BRIEF
Copy every line of the records below without changing anything, but leave the pictures out.

===== EXERCISE MATERIAL

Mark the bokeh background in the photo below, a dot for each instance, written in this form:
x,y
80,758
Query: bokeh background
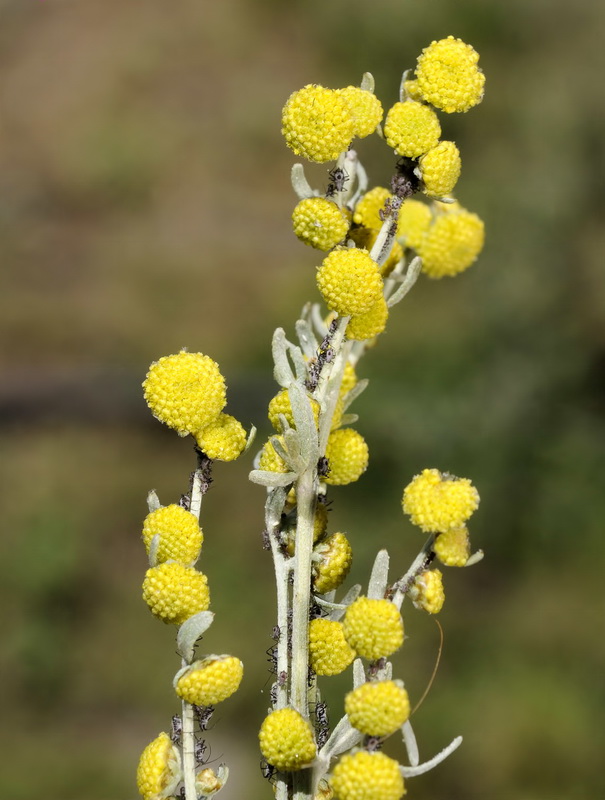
x,y
144,206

==========

RESPONSE TO THIS EXERCISE
Mark the bokeh background in the photo below, a dot for each instance, written in this form:
x,y
80,758
Query: bokeh background
x,y
144,206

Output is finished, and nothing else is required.